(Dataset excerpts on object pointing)

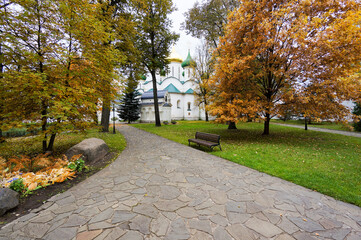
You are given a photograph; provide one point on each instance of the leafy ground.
(32, 146)
(325, 162)
(328, 125)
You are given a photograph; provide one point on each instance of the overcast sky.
(185, 41)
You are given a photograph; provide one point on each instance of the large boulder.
(92, 150)
(8, 200)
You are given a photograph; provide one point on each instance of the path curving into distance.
(159, 189)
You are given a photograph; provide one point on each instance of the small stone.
(308, 226)
(88, 235)
(221, 234)
(187, 212)
(267, 229)
(219, 197)
(132, 235)
(177, 230)
(141, 224)
(122, 216)
(159, 226)
(239, 232)
(202, 225)
(219, 220)
(169, 205)
(146, 209)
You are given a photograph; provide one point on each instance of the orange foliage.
(281, 53)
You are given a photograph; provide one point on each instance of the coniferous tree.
(129, 107)
(357, 111)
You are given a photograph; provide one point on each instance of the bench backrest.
(208, 137)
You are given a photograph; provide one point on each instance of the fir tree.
(129, 107)
(357, 111)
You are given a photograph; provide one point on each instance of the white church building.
(175, 87)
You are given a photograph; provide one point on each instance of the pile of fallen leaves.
(40, 171)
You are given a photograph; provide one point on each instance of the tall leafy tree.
(207, 19)
(154, 39)
(275, 51)
(202, 71)
(53, 65)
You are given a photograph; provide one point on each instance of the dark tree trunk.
(266, 124)
(155, 97)
(232, 125)
(105, 115)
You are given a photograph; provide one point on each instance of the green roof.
(172, 89)
(188, 60)
(190, 91)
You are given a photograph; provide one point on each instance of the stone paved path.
(158, 189)
(346, 133)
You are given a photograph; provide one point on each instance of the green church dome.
(189, 61)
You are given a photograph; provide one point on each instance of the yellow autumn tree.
(275, 51)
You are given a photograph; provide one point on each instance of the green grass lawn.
(33, 145)
(325, 162)
(328, 125)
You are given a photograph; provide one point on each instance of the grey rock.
(177, 230)
(147, 210)
(239, 232)
(9, 199)
(306, 224)
(122, 216)
(202, 225)
(92, 150)
(132, 235)
(221, 234)
(265, 228)
(169, 205)
(141, 224)
(61, 233)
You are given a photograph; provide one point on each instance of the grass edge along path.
(324, 162)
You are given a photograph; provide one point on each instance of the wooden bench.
(206, 139)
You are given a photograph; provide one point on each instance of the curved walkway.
(346, 133)
(159, 189)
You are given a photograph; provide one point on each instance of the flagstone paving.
(159, 189)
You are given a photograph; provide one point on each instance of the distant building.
(175, 92)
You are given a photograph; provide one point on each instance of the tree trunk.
(266, 124)
(105, 115)
(232, 125)
(155, 97)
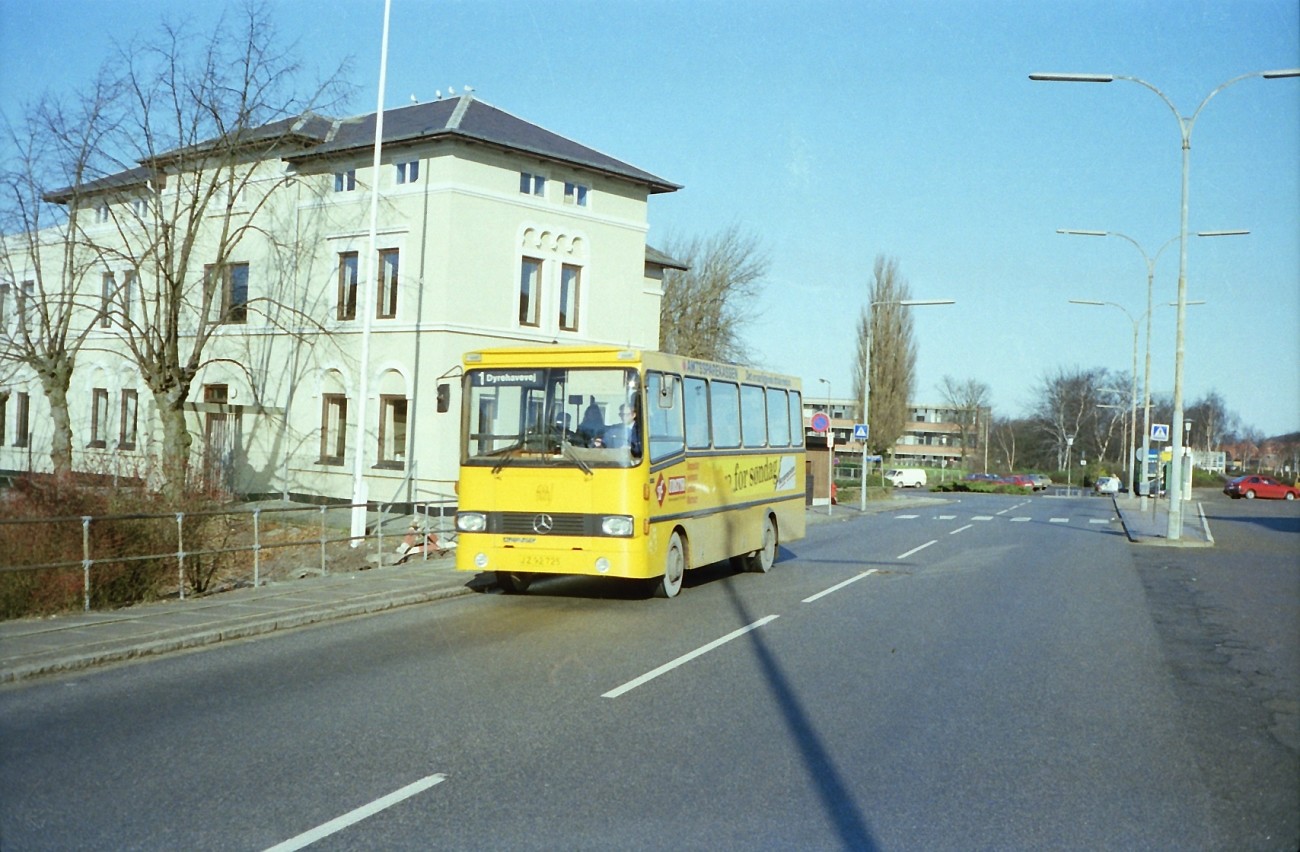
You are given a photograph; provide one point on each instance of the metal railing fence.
(332, 524)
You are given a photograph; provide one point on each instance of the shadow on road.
(836, 799)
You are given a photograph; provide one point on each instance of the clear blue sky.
(836, 132)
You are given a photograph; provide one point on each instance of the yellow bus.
(624, 463)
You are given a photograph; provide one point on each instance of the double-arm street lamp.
(1151, 279)
(866, 381)
(1184, 125)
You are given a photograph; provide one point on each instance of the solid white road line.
(904, 556)
(352, 817)
(837, 587)
(668, 666)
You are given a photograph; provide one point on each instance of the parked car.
(1106, 485)
(1019, 480)
(906, 478)
(1264, 487)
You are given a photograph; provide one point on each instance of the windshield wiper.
(567, 449)
(507, 455)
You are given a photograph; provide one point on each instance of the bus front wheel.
(761, 561)
(674, 569)
(514, 582)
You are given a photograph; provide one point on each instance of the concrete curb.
(190, 639)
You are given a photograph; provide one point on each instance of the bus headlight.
(471, 522)
(618, 526)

# [Given exercise]
What needs duplicating is the run of lines from the one containing "metal railing fence." through the last line of the entries above, exact and complete.

# [Expected output]
You are given a photograph; provide one point on each instance of the metal railing fence.
(332, 524)
You are given a photograph; provide one point on each instance of the shadow on road.
(836, 799)
You are given a photograph; provide one point on each instance of the clear blue sky.
(836, 132)
You are given a photograph; provide one point on each instance of the yellow bus.
(624, 463)
You are given a photograph; provide one point on each instance of the double-arm street lamp.
(1151, 279)
(866, 381)
(1184, 125)
You are given a photograph; provide one point on each instance of the solid white road line.
(904, 556)
(352, 817)
(837, 587)
(668, 666)
You are given a photograph; provide one point on each instance of the parked car.
(1106, 485)
(1019, 480)
(906, 478)
(1264, 487)
You are given a photograph; provide one point on each instance of the windshield wiper.
(567, 449)
(507, 455)
You are given a photograph; provide one point on each instance of the bus front wheel.
(761, 561)
(674, 569)
(514, 582)
You are given a photograph; provide one point on each instance of the concrete curb.
(190, 639)
You are given a photograph; provide one point on each instance of the bus headlight.
(471, 522)
(618, 526)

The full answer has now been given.